** Приведённый фрагмент **
Пермский государственный архив социально-политической истории

Основан в 1939 году
по постановлению бюро Пермского обкома ВКП(б)

О. В. Ольнева
Ярославский педагогический колледж

НАЦИОНАЛЬНЫЙ ВОПРОС
КАК ОТРАЖЕНИЕ ОБЩЕСТВЕННЫХ НАСТРОЕНИЙ
РОССИЙСКОЙ ПРОВИНЦИИ
В ПЕРИОД С ФЕВРАЛЯ ПО ОКТЯБРЬ 1917 г.
(по материалам Ярославской губернии)

Аннотация. С начала весны до осени 1917 года общественные настроения в провинции проделали заметную эволюцию. От радостной эйфории большинство людей пришло к пассивности и разочарованию. Революция предложила широкий выбор виноватых: представители «старого строя», духовенство, офицеры и «буржуи». Но общественное сознание упорно стремилось вернуться к старым стереотипам, и виноватыми, как всегда, оказались евреи. Это можно считать проявлением архаизации массового сознания.

Ключевые слова: русская революция, общественные настроения, национальный вопрос, поиск «врага», Ярославская губерния.


Февральская революция стала отправной точкой новой фазы развития общественных настроений. Революция положила начало крушению старой и формированию новой системы ценностей, политическому размежеванию [1]. Межнациональные взаимоотношения – важная составляющая эволюции настроений провинциального обывателя.

Еще в конце XIX в. население Ярославля было фактически однородно в национальном отношении. Согласно переписи 1897 г., русских среди жителей города было 95 % (68470 человек). Среди других национальностей на первом месте стояли евреи – 1,2 % (889 человек), затем поляки – 1 %, украинцы – 0,8 %, немцы – 0,4 %, представительство же прочих исчислялось сотыми долями процента [2. С. 241]. За прошедшие ко времени революции двадцать лет население города почти удвоилось. Однако этот рост был преимущественно достигнут за счет жителей деревни и потому почти не отражался на национальном составе.

Ситуация изменилась во время мировой войны. Одной их характерных примет военного времени стал беженский поток, наводнивший центральные губернии. В 1917 г. в Ярославле было зарегистрировано уже 17990 беженцев. Среди них русских было 3982, поляков – 5762, евреев – 2838, латышей – 2636, литовцев – 2457 [3. 20 сентября]. Таким образом, доля поляков среди жителей города выросла в шесть раз, евреев – в четыре раза, появились ранее не существовавшие многочисленные общины литовцев и латышей. Суммарно же число беженцев, представлявших нерусские народы, составило 10 % населения, с учетом же тех, кто жил в Ярославле до войны, этот показатель нужно увеличить как минимум до 15 %, а это уже ставило на повестку дня национальный вопрос.

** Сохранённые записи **

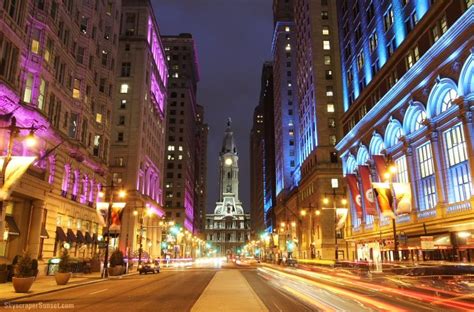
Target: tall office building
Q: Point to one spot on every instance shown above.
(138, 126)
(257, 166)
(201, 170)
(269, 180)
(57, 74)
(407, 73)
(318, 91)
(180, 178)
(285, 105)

** Задания к выполнению **
1. Перечислите все национальности беженцев, зарегистрированных в Ярославле в 1917 г., которые названы в статье о национальном вопросе в Ярославской губернии. Укажите численность каждой из них.
2. Продолжите статью о национальном вопросе в Ярославской губернии в 1917 г. с того места, где обрывается приведённый фрагмент.

** Ответы к заданиям **
1. Русские — 3982, поляки — 5762, евреи — 2838, латыши — 2636, литовцы — 2457.

2.
Среди вновь появившихся национальных общин были и те, которые не регистрировались беженской статистикой. Это, прежде всего, китайцы. Мобилизация породила нехватку рабочих рук, особенно на неквалифицированных работах, которую и восполнили китайские «кули». В Ярославской губернии ко времени революции на дорожных работах и разгрузке речных судов было занято уже около 3 тыс. китайцев. К этому числу нужно прибавить какое-то количество владельцев и служащих прачечных, мелочных лавок, рыночных фокусников. Точную цифру определить невозможно, поскольку большинство китайцев находилось в России на нелегальном или полулегальном положении.

Отношение жителей Ярославля к китайцам было в целом доброжелательным и даже сочувственным. «Вот что буржуазиат-то ихний китайский наделал! Эдакую им далищу из Китая переть пришлось. Известное дело, кому тут сладко. У них тоже мандарины – вроде наших капиталистов» [3. 29 сентября]. Эти слова, воспроизведенные в газетной заметке, вполне иллюстрируют настроения большинства горожан.

На дорожных работах были заняты и представители еще одной экзотической тогда для центральных российских губерний национальной общины – сарты и киргизы. Сартами тогда называли узбеков и таджиков, а киргизами не собственно киргизов, а казахов. В городе их видели редко. Большинство азиатских рабочих было занято на строительстве железнодорожной ветки у Данилова [3. 2 июля]. Жили они изолированно, по-русски почти не говорили и, как правило, избегали контактов с местным населением.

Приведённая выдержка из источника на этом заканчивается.